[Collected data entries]
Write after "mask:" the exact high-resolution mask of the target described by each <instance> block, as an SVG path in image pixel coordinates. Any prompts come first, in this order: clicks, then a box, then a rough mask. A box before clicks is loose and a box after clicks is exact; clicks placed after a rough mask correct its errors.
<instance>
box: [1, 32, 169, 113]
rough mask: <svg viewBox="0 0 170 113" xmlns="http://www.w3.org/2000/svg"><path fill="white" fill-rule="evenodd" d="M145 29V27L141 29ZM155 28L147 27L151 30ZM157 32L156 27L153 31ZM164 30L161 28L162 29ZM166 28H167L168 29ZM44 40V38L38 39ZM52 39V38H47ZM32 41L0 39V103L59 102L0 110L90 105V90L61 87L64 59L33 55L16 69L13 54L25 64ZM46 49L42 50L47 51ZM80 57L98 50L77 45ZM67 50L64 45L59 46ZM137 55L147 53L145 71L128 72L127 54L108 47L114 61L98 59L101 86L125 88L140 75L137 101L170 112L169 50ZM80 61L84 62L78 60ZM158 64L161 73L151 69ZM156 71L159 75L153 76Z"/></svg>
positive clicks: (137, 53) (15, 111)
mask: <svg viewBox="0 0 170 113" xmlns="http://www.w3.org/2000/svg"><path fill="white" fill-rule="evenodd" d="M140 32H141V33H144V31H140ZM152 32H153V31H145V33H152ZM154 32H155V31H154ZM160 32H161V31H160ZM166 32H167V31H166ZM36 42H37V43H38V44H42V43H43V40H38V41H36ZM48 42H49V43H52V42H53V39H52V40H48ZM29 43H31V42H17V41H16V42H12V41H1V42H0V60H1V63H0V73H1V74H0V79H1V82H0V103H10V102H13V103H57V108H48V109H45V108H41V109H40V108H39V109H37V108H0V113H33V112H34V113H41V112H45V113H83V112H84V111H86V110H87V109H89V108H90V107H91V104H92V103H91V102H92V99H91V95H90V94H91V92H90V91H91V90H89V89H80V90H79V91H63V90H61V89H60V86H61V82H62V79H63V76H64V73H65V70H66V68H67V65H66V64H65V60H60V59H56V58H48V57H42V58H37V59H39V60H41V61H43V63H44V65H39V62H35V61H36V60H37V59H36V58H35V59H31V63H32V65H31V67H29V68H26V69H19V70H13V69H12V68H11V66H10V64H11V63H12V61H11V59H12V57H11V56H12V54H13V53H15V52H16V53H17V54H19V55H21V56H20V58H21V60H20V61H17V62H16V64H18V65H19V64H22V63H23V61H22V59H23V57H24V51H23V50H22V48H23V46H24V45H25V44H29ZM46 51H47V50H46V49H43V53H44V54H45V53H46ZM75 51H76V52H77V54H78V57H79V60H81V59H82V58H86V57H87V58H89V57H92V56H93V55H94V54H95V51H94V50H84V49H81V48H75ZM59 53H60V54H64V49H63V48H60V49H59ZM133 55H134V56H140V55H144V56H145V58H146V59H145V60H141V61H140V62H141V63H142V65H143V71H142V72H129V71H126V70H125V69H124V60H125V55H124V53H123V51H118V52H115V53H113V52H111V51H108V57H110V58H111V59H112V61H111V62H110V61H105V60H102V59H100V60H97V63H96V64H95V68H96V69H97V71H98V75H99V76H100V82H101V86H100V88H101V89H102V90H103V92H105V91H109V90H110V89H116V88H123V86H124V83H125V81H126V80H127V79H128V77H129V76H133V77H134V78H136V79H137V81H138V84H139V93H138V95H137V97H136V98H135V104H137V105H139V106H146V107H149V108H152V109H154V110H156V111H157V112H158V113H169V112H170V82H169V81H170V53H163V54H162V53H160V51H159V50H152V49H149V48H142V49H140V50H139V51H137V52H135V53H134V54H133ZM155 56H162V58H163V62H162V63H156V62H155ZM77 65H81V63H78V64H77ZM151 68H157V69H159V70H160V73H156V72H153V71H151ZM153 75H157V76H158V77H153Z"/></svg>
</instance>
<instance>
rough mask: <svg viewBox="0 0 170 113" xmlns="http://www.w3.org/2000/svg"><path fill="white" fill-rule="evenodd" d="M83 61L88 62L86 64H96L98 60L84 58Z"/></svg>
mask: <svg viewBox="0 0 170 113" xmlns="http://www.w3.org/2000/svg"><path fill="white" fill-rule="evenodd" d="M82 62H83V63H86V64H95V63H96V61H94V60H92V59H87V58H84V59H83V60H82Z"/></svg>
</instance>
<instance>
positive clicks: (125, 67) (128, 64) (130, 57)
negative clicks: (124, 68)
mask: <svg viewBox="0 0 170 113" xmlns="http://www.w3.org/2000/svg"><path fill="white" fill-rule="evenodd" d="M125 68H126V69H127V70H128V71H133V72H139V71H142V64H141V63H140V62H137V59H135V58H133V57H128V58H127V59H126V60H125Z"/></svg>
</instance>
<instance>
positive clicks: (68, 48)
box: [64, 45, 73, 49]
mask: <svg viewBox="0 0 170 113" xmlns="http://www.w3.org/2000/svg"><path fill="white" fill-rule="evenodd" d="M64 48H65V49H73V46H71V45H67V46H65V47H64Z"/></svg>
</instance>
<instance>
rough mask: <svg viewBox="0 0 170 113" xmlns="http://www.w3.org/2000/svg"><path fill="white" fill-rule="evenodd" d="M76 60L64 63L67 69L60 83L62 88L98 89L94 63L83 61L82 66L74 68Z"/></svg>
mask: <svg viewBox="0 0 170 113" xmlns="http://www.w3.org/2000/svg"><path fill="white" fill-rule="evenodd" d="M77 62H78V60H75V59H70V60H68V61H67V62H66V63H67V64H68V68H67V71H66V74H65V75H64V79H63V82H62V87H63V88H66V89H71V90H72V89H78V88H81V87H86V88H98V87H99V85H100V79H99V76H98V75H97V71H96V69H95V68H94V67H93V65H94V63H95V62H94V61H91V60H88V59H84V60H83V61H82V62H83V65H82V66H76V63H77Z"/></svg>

==

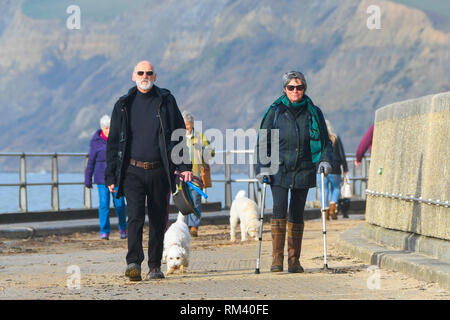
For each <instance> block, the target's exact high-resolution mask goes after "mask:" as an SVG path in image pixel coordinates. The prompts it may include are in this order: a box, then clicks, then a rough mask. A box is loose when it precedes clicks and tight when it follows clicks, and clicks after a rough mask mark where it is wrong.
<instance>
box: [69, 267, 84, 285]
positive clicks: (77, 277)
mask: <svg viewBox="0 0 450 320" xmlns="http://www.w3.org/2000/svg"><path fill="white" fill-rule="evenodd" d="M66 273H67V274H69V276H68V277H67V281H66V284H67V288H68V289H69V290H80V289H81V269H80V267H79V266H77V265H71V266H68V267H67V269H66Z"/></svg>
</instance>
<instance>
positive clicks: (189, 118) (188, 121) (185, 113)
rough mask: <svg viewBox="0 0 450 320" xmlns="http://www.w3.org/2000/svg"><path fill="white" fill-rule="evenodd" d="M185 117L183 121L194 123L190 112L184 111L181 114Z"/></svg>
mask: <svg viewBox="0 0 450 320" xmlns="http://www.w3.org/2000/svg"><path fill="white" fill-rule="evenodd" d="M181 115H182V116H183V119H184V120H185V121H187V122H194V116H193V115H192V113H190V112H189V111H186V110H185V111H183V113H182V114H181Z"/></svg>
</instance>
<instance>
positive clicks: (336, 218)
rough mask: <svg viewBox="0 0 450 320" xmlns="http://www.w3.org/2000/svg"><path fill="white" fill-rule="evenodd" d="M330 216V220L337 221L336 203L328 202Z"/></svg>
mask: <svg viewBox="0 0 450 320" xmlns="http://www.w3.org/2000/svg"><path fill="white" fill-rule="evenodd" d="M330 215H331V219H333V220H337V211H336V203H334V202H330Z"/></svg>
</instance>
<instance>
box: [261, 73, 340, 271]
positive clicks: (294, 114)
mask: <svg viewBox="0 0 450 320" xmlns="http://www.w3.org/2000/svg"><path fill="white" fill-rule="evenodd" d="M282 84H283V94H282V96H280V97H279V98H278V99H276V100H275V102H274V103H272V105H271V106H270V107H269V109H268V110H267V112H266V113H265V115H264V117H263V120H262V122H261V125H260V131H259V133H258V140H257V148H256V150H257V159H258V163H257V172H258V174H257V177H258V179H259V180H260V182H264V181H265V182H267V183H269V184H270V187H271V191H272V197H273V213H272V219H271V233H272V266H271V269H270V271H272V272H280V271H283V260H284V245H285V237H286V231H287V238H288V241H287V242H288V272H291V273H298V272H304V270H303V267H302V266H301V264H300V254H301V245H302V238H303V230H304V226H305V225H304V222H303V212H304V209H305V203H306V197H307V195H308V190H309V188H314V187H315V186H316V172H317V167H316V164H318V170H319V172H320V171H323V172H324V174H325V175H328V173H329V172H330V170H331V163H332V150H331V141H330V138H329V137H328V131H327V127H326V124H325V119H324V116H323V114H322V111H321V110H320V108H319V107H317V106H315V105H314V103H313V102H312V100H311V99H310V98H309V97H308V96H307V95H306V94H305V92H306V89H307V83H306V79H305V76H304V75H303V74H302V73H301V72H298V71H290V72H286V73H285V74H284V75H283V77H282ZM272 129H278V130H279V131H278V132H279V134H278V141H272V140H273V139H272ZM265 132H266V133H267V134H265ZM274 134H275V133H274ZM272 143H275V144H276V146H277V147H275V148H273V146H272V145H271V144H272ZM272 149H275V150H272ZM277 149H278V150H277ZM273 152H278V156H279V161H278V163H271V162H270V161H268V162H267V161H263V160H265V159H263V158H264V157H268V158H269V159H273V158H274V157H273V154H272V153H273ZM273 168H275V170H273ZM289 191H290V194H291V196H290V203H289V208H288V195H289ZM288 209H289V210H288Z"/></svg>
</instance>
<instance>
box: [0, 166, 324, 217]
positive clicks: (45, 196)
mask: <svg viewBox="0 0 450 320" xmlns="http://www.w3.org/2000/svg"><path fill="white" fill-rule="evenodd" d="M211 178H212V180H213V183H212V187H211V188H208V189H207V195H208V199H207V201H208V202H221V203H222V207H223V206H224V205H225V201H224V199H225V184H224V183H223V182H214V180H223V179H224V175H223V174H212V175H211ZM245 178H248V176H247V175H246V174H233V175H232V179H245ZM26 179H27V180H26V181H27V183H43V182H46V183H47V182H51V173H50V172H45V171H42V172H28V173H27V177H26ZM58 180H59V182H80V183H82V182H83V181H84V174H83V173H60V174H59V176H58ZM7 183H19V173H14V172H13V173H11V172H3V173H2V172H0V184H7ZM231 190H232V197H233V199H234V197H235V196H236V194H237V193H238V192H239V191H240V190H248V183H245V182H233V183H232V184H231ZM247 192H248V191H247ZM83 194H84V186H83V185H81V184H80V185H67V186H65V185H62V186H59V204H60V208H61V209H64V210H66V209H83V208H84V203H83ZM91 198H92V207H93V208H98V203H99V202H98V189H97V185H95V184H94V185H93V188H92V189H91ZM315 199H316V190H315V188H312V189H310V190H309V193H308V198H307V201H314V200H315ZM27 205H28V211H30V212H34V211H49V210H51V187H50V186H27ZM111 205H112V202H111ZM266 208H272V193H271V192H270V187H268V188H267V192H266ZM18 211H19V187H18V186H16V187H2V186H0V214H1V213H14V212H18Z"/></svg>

## YOUR TASK
Write out exactly the lines above from the line with "correct its errors." through the line with "29V27L141 29ZM155 28L147", both of them included, and leave out all other lines.

## REPLY TO THE TASK
Write after "mask:" the exact high-resolution mask of the target described by each <instance> block, as an SVG path in image pixel coordinates. Any prompts come first, in this order: clicks, then a box, then a rough mask. A box before clicks is loose and a box after clicks is exact; clicks placed after a rough mask correct its errors.
<instance>
box: [1, 32, 169, 113]
rough mask: <svg viewBox="0 0 170 113" xmlns="http://www.w3.org/2000/svg"><path fill="white" fill-rule="evenodd" d="M145 29V27L141 29ZM155 28L147 27L151 30ZM157 32L156 27L153 31ZM164 30L161 28L162 29ZM166 28H167L168 29ZM44 40V38L38 39ZM52 39V38H47ZM32 41L0 39V103L59 102L0 110L90 105V90L61 87L64 59L33 55L16 69L13 54L25 64ZM46 49L42 50L47 51ZM80 57L98 50L77 45ZM67 50L64 45L59 46ZM137 55L147 53L145 71L128 72L127 54L108 47L114 61L98 59L101 86L125 88L140 75L137 101L170 112L169 50ZM80 61L84 62L78 60ZM158 64L161 73L151 69ZM156 71L159 75L153 76Z"/></svg>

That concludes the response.